Achieving viral load suppression among children still remains a challenge according to health experts.
Despite the positive strides made in HIV management in Kenya, children continue to have lower viral load suppression compared to adults living with the virus.
Dr Lucy Matu, the director of programmes at Elizabeth Glaser Pediatric AIDS Foundation (EGPAF) told the Standard that a number of reasons lead to this reality.
“The biggest challenge with treating children living with HIV lies in keeping them within care, retention and viral suppression,” said Dr Matu.
This even as statistics show that only one out of five children who are not on treatment for HIV will survive by the time they are five years.
Matu was speaking during the ongoing National HIV Conference 2018 where she noted that most of the children who are yet to be identified living with HIV are because they are being concealed by their parents.
“Parents do not want to bring their children for testing because this indirectly means that their status will also be known yet some want to hide and this is mainly because of stigma,” she said.
Viral suppression among children on treatment currently stands at 69 per cent which means that about seven out of every ten children on treatment have achieved viral suppression.
This is lower than suppression among adults which is at about nine out of every ten people on treatment.
By the end of 2017, about 105,000 children were living with HIV in Kenya. Out of these 23,000 were yet to be put on treatment.
Despite all these, the news is not all that bad because transmission from mother to child has dropped significantly in the past five years.
In February this year, Cabinet Secretary for Health, Sicily Kariuki announced that transmission had dropped to just about two out of every fifty children born to parents living with HIV. In 2013, about four children out of fifty were being born with HIV.

* **Extracted information**:
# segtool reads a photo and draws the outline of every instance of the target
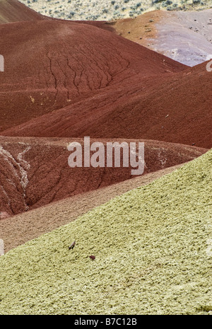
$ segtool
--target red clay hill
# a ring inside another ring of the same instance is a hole
[[[160,74],[186,67],[88,24],[41,19],[1,24],[0,34],[5,59],[0,132],[67,105],[71,108],[105,88],[108,97],[112,91],[118,96],[124,82],[129,89],[139,82],[141,89],[141,78],[158,81]]]
[[[205,64],[188,68],[104,22],[51,19],[5,3],[0,219],[133,179],[131,168],[71,168],[67,146],[85,136],[105,144],[144,141],[144,174],[211,147],[212,75]]]
[[[106,142],[110,141],[100,141],[106,149]],[[0,212],[10,216],[25,212],[136,177],[131,175],[132,168],[123,168],[122,159],[120,168],[69,167],[71,151],[67,146],[71,142],[83,146],[83,139],[0,137]],[[96,139],[90,140],[90,144],[93,142]],[[193,160],[207,151],[177,144],[143,142],[144,175]]]
[[[0,132],[211,147],[211,74],[69,21],[0,25]]]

* **Activity list**:
1. Translate this sentence from the article on HIV in children in Kenya into Spanish: "By the end of 2017, about 105,000 children were living with HIV in Kenya."
2. Carry the article on HIV viral suppression among children in Kenya forward from its last sentence.

* **Answers by item**:
1. A finales de 2017, unos 105.000 niños vivían con el VIH en Kenia.

2.
Dr Matu stated viral load suppression outcomes also differed among children in different age groups.
She said, “Those within the age bracket of zero to two years have the least suppression because they mainly depend on caregivers but suppression increases with advance in age because children are able to take charge of their treatment as they continue growing.”
The World Health Organisation (WHO) notes that to enable antiretroviral (ARV) prophylaxis to be given to infants as soon as possible after birth, all infants should have their HIV exposure status known at birth.
But not all children are tested at birth, nor in the first few months of life mainly due to lack of testing in all pregnant mothers.
“As not all mothers are given HIV tests, very few HIV-exposed infants are identified and very few infants are known to be gaining access to early diagnosis, the necessary prerequisite to ‘timely’ initiation of antiretroviral therapy (ART). Currently, only an estimated 15 per cent of HIV-exposed infants needing testing are tested in the first two months of life,” notes WHO.